## 課題の内容
屋久島観光についての文章によると、ブログ「私の好きな屋久島」には4月3日のスタートから何人が原稿を送りましたか。

## 本文抜粋
┌────────

オーナーでもある馬場さんにとって、2カ月半の休業は「これからの屋久島観光」について、じっくりと考え、動き出す期間でもあった。

「これからの屋久島は、団体旅行から個人旅行へさらにシフトしていくと思う。森だけじゃない里の魅力を、もっと伝えていくことができたら」。
手始めに取り組んだのは、島の住民が、エッセイをリレー形式で綴っていくブログ「私の好きな屋久島」の立ち上げだ。

https://note.com/umituki/n/n834586469d17

ガイドやブロガー、自然食品店主などが、職業も年齢も様々な島民が、数日置きに文章と写真を寄せる。4月3日のスタートから、20人が原稿を送ってくれた。
「栗生海水浴場」「サイクリングコース」「照葉樹の森」……、ブログで紹介される屋久島は、通常のガイドブックと異なる住民目線。島で生まれ育った馬場さんにとっても、知らない情報満載で、エッセイが届くたびにワクワクしているという。

新たな試みはこれだけではない。

└────────

データ収集の記録:
┌────────

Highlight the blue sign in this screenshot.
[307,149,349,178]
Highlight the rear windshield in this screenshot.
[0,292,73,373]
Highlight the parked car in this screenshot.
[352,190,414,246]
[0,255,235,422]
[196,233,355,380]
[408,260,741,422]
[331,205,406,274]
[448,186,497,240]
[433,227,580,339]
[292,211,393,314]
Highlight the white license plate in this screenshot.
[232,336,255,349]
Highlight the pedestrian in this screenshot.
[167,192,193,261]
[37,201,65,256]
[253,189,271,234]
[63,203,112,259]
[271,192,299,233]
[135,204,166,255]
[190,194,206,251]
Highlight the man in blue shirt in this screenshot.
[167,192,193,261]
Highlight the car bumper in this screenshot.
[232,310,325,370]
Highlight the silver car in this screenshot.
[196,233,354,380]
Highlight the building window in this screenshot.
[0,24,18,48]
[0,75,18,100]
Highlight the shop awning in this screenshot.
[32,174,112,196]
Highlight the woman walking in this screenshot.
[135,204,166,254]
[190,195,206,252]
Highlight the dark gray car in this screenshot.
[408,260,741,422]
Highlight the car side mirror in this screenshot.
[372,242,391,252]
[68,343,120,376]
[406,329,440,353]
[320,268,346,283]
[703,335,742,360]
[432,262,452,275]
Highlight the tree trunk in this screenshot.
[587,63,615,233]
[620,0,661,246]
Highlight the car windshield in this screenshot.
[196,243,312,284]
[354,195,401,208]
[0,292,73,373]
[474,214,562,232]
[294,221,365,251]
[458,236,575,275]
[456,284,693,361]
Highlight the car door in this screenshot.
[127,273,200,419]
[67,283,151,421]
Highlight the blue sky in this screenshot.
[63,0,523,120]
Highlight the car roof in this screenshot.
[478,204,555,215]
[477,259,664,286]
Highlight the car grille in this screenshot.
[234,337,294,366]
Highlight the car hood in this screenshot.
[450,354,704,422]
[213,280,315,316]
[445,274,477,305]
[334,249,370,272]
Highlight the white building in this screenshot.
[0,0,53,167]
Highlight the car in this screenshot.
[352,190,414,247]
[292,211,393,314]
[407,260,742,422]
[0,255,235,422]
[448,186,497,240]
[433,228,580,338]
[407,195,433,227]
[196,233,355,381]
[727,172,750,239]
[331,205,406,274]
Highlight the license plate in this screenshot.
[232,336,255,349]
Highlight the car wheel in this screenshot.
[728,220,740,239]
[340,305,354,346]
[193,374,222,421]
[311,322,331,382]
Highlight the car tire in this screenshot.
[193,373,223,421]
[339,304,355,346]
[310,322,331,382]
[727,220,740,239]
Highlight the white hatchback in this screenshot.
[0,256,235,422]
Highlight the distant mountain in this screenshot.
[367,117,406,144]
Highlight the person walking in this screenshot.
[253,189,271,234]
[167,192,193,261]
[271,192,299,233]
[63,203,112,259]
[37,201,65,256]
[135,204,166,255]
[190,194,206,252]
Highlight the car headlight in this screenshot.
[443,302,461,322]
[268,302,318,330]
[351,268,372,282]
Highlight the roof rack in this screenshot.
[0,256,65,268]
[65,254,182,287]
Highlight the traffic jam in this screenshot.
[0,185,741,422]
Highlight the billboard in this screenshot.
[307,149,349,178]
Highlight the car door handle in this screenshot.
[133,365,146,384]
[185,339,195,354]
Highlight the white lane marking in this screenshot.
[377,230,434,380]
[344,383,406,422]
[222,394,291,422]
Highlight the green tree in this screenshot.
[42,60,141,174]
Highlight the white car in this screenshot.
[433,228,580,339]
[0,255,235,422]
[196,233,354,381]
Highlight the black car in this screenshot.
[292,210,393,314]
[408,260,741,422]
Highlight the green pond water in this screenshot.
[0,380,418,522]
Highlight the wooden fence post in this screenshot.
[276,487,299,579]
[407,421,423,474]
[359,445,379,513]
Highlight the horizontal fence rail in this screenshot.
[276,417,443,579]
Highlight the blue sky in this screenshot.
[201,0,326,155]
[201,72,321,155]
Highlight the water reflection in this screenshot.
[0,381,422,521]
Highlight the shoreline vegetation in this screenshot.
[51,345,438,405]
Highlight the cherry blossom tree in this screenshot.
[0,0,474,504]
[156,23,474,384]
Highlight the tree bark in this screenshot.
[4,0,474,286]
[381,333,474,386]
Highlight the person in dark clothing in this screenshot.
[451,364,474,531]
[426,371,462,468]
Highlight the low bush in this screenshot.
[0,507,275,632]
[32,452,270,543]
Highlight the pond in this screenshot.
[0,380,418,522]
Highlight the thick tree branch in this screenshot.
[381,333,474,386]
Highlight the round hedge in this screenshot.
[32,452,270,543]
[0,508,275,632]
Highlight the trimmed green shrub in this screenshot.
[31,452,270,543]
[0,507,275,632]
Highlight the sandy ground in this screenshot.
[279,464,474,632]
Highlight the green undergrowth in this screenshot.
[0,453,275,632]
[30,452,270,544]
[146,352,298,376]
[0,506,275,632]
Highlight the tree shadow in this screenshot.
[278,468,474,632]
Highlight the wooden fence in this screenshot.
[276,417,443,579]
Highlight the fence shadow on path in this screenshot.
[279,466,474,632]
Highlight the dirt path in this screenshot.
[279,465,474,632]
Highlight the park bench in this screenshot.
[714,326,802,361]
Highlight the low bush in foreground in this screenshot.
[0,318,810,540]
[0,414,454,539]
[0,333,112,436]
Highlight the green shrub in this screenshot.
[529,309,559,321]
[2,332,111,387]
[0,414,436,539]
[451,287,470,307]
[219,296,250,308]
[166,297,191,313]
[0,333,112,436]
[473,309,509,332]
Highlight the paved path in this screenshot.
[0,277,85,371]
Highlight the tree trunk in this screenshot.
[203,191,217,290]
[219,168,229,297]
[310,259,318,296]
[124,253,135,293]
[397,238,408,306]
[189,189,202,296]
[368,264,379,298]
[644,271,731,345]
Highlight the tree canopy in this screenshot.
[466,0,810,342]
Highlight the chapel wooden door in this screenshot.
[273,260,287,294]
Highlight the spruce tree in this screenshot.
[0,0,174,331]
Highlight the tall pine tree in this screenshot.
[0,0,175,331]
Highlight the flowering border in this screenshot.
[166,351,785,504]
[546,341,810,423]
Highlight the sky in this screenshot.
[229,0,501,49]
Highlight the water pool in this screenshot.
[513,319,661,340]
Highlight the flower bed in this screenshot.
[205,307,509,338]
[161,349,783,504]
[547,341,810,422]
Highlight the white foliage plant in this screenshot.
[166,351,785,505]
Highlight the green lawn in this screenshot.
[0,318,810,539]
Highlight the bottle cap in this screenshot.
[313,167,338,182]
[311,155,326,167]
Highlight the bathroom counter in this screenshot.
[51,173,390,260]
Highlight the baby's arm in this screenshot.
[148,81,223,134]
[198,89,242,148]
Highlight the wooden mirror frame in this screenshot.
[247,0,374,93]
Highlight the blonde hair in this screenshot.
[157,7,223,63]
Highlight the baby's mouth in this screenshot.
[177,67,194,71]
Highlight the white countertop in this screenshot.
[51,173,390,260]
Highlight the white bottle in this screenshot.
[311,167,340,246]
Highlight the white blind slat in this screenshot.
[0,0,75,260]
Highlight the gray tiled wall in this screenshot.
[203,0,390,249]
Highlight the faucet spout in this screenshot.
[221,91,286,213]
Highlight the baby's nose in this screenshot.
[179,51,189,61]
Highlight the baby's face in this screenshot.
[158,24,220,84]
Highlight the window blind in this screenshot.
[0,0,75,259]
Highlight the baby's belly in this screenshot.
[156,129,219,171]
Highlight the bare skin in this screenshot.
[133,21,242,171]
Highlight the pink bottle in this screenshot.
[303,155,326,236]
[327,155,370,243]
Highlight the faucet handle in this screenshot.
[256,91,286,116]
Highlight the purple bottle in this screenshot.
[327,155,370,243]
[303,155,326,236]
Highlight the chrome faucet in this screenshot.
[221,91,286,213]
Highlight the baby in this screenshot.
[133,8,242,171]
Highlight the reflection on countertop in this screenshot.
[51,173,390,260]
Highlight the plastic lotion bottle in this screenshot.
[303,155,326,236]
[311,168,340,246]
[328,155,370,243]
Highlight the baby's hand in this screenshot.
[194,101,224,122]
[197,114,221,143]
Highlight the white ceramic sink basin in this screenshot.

└────────

## 解答例
20人が原稿を送りました。